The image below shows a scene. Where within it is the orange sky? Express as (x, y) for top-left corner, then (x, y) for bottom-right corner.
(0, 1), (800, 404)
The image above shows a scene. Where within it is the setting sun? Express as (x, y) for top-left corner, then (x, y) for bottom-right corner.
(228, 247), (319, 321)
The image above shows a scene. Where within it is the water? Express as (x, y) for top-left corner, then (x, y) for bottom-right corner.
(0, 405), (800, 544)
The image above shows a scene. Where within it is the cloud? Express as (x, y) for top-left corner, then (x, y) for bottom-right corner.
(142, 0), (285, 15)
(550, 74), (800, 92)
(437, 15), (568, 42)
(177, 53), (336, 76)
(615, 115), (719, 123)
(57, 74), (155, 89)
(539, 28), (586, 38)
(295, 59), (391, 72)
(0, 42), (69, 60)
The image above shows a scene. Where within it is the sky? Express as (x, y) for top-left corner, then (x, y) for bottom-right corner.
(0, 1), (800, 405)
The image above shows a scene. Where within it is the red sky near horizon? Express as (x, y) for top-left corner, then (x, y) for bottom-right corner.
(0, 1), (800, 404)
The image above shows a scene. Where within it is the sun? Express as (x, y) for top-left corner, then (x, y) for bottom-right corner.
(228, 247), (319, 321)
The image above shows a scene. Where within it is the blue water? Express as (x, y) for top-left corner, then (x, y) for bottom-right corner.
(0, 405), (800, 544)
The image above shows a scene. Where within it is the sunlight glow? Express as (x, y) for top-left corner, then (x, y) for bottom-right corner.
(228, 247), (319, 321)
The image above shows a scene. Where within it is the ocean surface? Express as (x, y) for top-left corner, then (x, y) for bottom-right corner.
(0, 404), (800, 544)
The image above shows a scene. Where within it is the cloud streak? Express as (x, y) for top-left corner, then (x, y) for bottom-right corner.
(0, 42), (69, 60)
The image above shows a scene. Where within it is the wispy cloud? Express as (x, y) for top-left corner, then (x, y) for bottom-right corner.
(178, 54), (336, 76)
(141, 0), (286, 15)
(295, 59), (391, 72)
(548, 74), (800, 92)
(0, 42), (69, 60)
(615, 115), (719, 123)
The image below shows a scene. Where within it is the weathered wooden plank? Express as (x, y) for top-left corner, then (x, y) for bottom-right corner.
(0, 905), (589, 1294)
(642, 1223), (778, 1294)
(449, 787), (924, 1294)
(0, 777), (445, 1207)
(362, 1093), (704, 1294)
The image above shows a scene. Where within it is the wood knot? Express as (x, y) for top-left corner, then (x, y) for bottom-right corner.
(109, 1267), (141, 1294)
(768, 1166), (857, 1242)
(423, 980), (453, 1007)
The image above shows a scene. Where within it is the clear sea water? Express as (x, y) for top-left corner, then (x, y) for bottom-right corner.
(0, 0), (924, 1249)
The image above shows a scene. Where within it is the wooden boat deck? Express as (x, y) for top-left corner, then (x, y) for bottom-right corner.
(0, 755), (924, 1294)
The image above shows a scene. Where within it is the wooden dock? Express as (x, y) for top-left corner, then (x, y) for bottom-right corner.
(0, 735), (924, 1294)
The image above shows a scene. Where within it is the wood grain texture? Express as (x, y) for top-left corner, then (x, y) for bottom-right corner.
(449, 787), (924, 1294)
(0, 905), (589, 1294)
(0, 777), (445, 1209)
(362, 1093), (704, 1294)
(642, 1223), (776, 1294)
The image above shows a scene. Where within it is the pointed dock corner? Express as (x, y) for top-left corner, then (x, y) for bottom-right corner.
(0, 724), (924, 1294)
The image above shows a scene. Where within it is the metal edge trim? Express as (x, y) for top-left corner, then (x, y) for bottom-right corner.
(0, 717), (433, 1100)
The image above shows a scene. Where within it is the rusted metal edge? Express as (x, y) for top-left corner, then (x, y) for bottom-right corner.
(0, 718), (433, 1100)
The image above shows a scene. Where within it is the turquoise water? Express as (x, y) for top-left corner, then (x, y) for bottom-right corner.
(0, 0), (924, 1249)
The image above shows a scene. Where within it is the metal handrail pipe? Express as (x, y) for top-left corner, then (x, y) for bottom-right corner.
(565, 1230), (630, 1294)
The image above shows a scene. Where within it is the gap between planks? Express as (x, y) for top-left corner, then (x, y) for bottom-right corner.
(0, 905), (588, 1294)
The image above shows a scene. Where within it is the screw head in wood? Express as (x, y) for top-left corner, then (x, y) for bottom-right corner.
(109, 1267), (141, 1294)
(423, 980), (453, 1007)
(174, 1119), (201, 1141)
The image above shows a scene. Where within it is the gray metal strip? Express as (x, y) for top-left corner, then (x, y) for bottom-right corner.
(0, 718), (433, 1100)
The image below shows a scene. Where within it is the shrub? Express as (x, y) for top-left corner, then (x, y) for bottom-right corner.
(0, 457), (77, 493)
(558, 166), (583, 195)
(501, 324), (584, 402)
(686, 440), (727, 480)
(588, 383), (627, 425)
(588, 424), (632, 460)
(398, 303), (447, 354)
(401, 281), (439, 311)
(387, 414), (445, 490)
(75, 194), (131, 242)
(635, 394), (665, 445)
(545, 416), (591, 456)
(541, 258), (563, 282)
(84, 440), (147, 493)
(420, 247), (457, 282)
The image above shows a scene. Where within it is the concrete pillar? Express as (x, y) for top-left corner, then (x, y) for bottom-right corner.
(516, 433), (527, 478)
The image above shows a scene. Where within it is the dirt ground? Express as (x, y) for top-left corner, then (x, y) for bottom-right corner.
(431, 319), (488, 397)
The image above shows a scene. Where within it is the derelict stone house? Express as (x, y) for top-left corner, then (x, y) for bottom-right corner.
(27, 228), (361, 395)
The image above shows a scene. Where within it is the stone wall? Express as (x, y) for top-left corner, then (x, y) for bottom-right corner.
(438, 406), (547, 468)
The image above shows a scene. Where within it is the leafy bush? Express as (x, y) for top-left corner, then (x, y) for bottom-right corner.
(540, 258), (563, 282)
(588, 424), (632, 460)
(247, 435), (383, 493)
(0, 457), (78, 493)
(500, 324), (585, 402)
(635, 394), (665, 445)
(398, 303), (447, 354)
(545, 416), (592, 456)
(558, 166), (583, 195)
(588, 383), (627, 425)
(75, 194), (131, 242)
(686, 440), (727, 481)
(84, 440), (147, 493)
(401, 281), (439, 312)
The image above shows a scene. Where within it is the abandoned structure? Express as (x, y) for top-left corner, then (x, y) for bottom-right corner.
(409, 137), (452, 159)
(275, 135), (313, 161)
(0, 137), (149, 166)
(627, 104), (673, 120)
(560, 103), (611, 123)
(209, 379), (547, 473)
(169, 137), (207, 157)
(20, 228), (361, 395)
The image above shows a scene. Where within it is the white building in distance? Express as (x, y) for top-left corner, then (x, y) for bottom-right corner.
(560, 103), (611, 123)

━━━━━━━━━━━━━━━━

What needs to be done = Give the material above as a two-column CSV with the headers "label_request" and "coordinates" and one row for each request. Put each request's text and its full answer in a single quoted field, with line breaks replaced by spaces.

Written solution =
label_request,coordinates
"The image below shows a scene. Where within it is the orange sky? Express as (x, y) for top-left corner, then (x, y) for bottom-right corner.","(0, 1), (800, 404)"
"The image above shows a scene. Where within it is the setting sun? Express as (x, y) for top-left corner, then (x, y) for bottom-right corner.","(228, 247), (319, 321)"
"The image above shows a scene. Where within it is the water? Express as (x, y) for top-left corner, then (x, y) for bottom-right corner.","(0, 405), (800, 544)"
"The image above shows a scene. Where within it is the cloud? Express as (x, y) for top-left corner, then (x, y) for bottom-right corner.","(142, 0), (285, 15) (550, 74), (800, 92) (437, 15), (568, 42) (177, 53), (336, 76) (615, 115), (719, 123) (57, 74), (155, 89) (539, 28), (586, 38) (295, 59), (391, 72) (0, 42), (69, 60)"
"The image above shows a scene. Where within it is the sky? Express as (x, y) for top-left corner, then (x, y) for bottom-right corner.","(0, 1), (800, 405)"
"The image above shows a scene. Where within it is the red sky near horizon? Express as (x, y) for top-left corner, then (x, y) for bottom-right corner.","(0, 1), (800, 404)"
"The image above shows a scene. Where within it is the sun? Express as (x, y) for top-left corner, then (x, y) for bottom-right corner.","(228, 247), (319, 321)"
"The image above shows a scene. Where within it is the blue water? Express as (x, y) for top-left corner, then (x, y) for bottom-right corner.","(0, 405), (800, 544)"
"The image above shows a scene. Where within it is the sunlight glow? Express as (x, y) for top-left corner, then (x, y) for bottom-right corner.","(228, 247), (319, 321)"
"The image above shows a scene. Where within it is the ocean surface? Express as (x, y) for top-left corner, then (x, y) for bottom-right corner.","(0, 404), (800, 544)"
"The image above shows a scene. Where within it is the cloud streak? Express as (x, y) for top-left corner, then (x, y) for bottom-right corner.","(0, 42), (69, 60)"
"The image above shows a scene. Where within it is the wispy cloud? Express as (x, y) for top-left corner, then (x, y) for bottom-right corner.","(178, 54), (336, 76) (141, 0), (286, 15) (295, 59), (391, 72) (548, 74), (800, 92) (0, 42), (69, 60) (615, 115), (719, 123)"
"The image below shows a scene. Where within it is the weathered wooden plank? Express as (x, y) for top-left corner, then (x, y) for bottom-right corner.","(0, 905), (589, 1294) (642, 1223), (778, 1294) (449, 787), (924, 1294) (0, 777), (445, 1207) (362, 1093), (704, 1294)"
"The image above shows a scene. Where within it is the wood knot? Express as (x, y) for top-left corner, then (x, y) for bottom-right corner.","(109, 1267), (141, 1294) (768, 1166), (857, 1242) (423, 980), (453, 1007)"
"The image above shows a scene. Where within it is the clear sea water? Express as (x, y) for top-left corner, then (x, y) for bottom-right corner.","(0, 0), (924, 1249)"
"The image above shows a scene. Where within it is the wooden boat deck? Express as (x, y) for top-left corner, then (x, y) for bottom-right corner.","(0, 755), (924, 1294)"
"The image above shows a scene. Where within it is the wooden dock? Express as (x, y) for top-left corner, then (x, y) for bottom-right corner.","(0, 735), (924, 1294)"
"The image above shows a scene. Where within it is the wood grain texture? Express as (x, y) for top-left corner, then (x, y) for bottom-right corner.","(449, 787), (924, 1294) (0, 905), (589, 1294) (0, 777), (445, 1209) (362, 1093), (704, 1294) (642, 1223), (776, 1294)"
"The image above shows a scene. Where within it is the pointed dock corner? Express as (x, y) for top-left corner, then (x, y) for bottom-right corner.","(0, 724), (924, 1294)"
"The image above shows a scene. Where within it is the metal edge trim? Express as (x, y) for top-left corner, then (x, y) for bottom-right corner.","(0, 717), (433, 1100)"
"The image above shows a scene. Where within it is the rusted metal edge? Express as (x, y) for top-left corner, then (x, y) for bottom-right corner.","(0, 718), (433, 1100)"
"The image above shows a scene. Where within it is the turquoise water? Express as (x, y) for top-left corner, then (x, y) for bottom-right corner.","(0, 0), (924, 1249)"
"The image above shows a scene. Where within it is the metal handrail pipe? Express as (x, y) for top-left corner, then (x, y) for bottom-right corner.","(565, 1230), (630, 1294)"
"The image above shows a scene. Where within it is the gap between planks? Express as (x, y) for top-left corner, then (x, y) for bottom-right corner.","(0, 905), (588, 1294)"
"The image above shows a scene. Where within it is the screw head in wood? Express as (x, y) for top-left corner, then (x, y) for bottom-right corner.","(109, 1267), (141, 1294) (423, 980), (453, 1007) (174, 1119), (201, 1141)"
"The image above shows a scene. Where within it is the gray metal strip? Express as (x, y) for top-left corner, then (x, y) for bottom-right corner.","(0, 718), (433, 1100)"
"The image below shows a scene. Where within it is the shrub? Express as (x, y) for top-left corner, then (x, y) for bottom-right corner.","(0, 457), (77, 493) (558, 166), (583, 195) (501, 324), (584, 402) (686, 440), (727, 480) (588, 383), (627, 425) (588, 424), (632, 460) (398, 303), (447, 354) (401, 281), (439, 311) (387, 414), (445, 490) (75, 194), (131, 242) (635, 394), (665, 445) (545, 416), (591, 456) (541, 258), (563, 282) (84, 440), (147, 493) (420, 247), (457, 282)"
"The image above shows a scene. Where within it is the concrete pillar? Express as (x, y) for top-left corner, then (x, y) for bottom-right corner.","(516, 433), (527, 478)"
"The image above shows a scene. Where within it is the dirt ground? Express as (x, y) for top-left corner, then (x, y) for bottom-right corner.","(431, 319), (488, 397)"
"The image above shows a scene. Where within it is the derelict stone house? Express as (x, y) for top-left corner, then (x, y) for bottom-right corner.","(27, 228), (361, 395)"
"The image above shows a scene. Where within it is the stone wall? Express as (x, y) for top-left corner, then (x, y) for bottom-right corner.","(438, 406), (547, 468)"
"The image above shows a scene. Where within it is the leafy bush? Express as (x, y) for top-left corner, then (x, y) for bottom-right corner.","(540, 258), (563, 282) (588, 424), (632, 460) (247, 435), (383, 493) (0, 457), (78, 493) (500, 324), (585, 402) (635, 394), (665, 445) (398, 303), (447, 354) (545, 416), (592, 456) (558, 166), (583, 195) (588, 383), (627, 425) (75, 194), (131, 242) (686, 440), (727, 481) (84, 440), (147, 493) (401, 281), (439, 312)"
"The image above shows a scene. Where within it is the abandoned structure? Express as (x, y) for top-left corner, then (x, y) for bottom-right corner.","(409, 137), (452, 159) (275, 135), (313, 161) (0, 137), (149, 166) (627, 104), (673, 120) (560, 103), (611, 123) (209, 379), (547, 473) (169, 137), (207, 157) (20, 228), (361, 395)"
"The image above shows a scene. Where within it is the white building in distance? Express as (x, y) for top-left corner, then (x, y) for bottom-right corner.","(560, 103), (611, 123)"